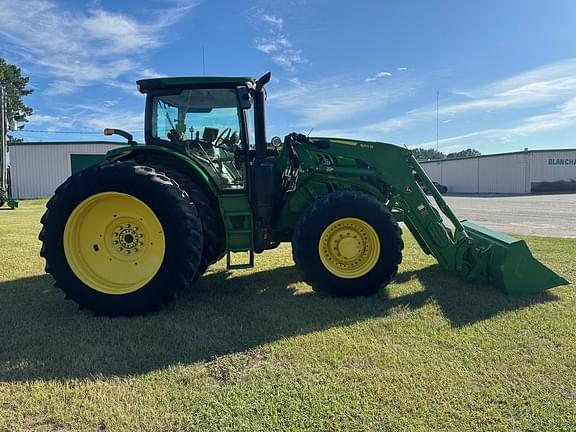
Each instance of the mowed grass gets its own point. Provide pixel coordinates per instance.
(258, 350)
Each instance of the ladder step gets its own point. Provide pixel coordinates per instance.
(231, 266)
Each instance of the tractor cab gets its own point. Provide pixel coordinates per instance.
(204, 119)
(218, 123)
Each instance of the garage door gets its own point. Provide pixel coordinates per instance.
(80, 162)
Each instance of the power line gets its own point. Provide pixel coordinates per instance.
(64, 132)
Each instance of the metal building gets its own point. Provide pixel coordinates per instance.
(38, 168)
(529, 171)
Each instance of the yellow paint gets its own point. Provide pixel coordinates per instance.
(349, 248)
(114, 243)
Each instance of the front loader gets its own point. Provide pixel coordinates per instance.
(123, 237)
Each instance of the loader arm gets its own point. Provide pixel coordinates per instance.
(475, 253)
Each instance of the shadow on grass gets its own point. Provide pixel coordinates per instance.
(43, 336)
(464, 303)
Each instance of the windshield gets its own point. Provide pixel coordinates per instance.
(195, 113)
(205, 124)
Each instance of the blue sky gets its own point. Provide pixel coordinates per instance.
(505, 70)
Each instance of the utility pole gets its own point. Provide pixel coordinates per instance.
(4, 125)
(437, 116)
(3, 143)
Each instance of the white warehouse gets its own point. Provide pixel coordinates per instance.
(38, 168)
(529, 171)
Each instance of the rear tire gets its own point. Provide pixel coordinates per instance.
(121, 239)
(347, 244)
(214, 234)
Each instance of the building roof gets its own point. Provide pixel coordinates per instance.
(497, 154)
(11, 144)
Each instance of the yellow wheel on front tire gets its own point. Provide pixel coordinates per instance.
(349, 248)
(114, 243)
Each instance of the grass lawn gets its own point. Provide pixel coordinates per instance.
(258, 350)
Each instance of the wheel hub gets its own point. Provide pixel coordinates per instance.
(128, 238)
(349, 248)
(114, 243)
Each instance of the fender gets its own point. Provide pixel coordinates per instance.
(190, 166)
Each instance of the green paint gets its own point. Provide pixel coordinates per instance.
(79, 162)
(385, 171)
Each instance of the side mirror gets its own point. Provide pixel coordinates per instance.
(276, 142)
(120, 132)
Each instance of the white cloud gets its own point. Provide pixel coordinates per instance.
(277, 21)
(547, 84)
(78, 49)
(377, 76)
(563, 116)
(321, 102)
(277, 44)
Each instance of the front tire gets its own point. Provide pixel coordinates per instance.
(347, 244)
(121, 239)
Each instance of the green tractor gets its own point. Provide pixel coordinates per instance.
(123, 237)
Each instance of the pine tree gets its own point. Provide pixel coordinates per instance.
(14, 85)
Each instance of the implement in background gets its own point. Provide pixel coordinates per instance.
(4, 122)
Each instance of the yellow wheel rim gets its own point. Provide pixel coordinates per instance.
(114, 243)
(349, 248)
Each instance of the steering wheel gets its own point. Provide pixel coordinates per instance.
(221, 136)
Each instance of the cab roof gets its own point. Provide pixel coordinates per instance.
(192, 82)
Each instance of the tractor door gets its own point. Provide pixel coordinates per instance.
(209, 126)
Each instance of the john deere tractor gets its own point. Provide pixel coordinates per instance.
(123, 237)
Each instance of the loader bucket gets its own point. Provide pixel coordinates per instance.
(510, 265)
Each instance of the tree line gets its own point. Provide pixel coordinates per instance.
(15, 87)
(432, 154)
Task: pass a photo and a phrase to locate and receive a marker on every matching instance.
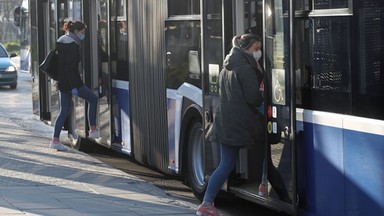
········
### [REQUIRED ACTION]
Without the pictures, repeat exactly the lines running from the line containing "Each instance of the steering" through the end of the data, both ends included.

### [SOLUTION FOR THIS PROBLEM]
Each instance of the steering wheel gets its own point. Provide pixel coordinates per instance.
(221, 136)
Each instance of the cab roof gets its own point. Provide pixel coordinates per instance.
(192, 82)
Each instance of the tractor door gets its own point. Provide pixel coordinates per instance.
(209, 126)
Each instance of the john deere tractor gets its own point. Provide pixel coordinates per instance.
(123, 237)
Each instance of the loader bucket gets its own point. Provide pixel coordinates per instance.
(510, 265)
Each instance of the tree line gets its own point. Provide pixel coordinates per instance.
(15, 87)
(432, 154)
Task: pass a photo and a phrase to locate and receive a marker on every matching instance.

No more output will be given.